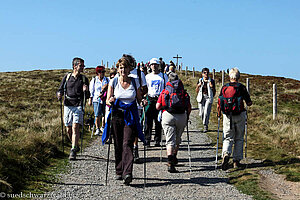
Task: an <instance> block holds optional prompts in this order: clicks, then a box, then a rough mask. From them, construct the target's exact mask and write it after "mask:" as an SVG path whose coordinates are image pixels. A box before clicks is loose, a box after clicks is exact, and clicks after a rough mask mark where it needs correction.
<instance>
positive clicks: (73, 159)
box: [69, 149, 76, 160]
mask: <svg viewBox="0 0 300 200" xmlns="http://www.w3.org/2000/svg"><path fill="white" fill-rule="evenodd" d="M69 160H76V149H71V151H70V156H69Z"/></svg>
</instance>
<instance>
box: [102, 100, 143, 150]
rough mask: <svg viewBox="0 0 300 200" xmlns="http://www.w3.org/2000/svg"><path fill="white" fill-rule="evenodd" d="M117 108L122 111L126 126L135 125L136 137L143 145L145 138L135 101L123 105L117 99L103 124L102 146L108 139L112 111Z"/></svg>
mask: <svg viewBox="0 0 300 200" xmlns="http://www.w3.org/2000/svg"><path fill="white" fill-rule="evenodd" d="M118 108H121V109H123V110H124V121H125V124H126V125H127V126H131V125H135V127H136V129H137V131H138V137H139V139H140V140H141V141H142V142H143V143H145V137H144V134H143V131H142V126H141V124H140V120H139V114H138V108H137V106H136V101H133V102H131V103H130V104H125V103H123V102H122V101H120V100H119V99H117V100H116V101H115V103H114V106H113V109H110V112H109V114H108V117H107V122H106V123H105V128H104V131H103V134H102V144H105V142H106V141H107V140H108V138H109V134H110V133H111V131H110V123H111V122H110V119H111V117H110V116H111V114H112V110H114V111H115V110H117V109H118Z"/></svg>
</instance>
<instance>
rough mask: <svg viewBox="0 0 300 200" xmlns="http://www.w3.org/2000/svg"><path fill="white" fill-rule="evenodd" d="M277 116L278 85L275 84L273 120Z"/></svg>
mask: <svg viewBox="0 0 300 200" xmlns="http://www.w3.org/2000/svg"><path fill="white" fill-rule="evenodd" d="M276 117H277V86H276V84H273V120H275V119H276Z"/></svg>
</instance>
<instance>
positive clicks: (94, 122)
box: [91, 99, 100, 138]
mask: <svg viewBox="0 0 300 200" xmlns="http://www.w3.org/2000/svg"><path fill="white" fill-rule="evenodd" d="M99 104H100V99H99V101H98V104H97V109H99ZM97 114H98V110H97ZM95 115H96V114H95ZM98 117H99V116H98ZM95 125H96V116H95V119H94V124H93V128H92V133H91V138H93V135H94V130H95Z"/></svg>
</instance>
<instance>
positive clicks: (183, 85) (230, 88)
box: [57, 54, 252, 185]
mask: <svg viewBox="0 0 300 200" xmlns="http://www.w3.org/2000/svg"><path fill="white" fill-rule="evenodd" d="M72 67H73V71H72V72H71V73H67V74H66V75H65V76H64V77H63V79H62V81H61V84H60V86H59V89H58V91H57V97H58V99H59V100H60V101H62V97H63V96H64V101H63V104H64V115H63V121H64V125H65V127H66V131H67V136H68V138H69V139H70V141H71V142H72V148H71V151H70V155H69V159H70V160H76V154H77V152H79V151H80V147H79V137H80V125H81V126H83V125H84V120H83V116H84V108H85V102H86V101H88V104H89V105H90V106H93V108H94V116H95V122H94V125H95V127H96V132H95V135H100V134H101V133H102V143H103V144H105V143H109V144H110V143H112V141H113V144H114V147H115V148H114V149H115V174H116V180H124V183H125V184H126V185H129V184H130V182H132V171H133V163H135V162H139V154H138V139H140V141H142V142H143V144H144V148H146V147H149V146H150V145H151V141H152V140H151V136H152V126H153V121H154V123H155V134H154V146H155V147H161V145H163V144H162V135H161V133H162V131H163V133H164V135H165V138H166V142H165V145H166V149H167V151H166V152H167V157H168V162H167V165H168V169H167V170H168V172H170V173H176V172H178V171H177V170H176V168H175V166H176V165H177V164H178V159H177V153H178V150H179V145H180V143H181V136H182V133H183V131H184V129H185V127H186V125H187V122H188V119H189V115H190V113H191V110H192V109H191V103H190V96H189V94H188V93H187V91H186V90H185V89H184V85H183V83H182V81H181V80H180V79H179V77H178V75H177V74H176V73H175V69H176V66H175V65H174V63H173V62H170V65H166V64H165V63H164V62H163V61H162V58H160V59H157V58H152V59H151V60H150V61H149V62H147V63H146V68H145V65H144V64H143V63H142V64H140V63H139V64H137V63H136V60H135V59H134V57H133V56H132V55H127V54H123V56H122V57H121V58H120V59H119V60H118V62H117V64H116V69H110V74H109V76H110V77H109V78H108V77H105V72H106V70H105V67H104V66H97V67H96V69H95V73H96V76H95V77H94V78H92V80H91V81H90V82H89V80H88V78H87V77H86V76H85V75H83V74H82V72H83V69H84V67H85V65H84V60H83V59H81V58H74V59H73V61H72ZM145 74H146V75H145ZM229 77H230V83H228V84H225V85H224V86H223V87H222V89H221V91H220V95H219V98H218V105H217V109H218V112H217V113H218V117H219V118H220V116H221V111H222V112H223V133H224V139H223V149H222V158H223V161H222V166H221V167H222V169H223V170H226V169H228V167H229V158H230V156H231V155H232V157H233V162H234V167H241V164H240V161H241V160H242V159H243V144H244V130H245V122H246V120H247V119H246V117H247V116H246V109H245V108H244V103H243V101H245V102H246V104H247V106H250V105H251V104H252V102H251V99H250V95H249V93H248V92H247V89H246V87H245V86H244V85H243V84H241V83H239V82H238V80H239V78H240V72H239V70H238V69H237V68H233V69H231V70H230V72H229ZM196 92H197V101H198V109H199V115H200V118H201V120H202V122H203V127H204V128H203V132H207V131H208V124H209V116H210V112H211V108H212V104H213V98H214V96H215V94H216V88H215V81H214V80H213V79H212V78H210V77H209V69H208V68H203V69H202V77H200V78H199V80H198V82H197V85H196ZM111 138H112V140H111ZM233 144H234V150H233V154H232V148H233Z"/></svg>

ASSIGNMENT ▸ For this exercise, gather every line of the data that contains the word "clicks".

RESULT OF THE TASK ▸
Task: an <instance> block holds optional prompts in this order: clicks, then a box, then a rough mask. From them, construct the target's exact mask and write it after "mask:" as an SVG path whose coordinates are image pixels. A box before clicks is loose, a box after clicks is exact, and clicks after a rough mask mark where it needs correction.
positive clicks: (73, 159)
positive clicks: (94, 122)
positive clicks: (183, 85) (230, 88)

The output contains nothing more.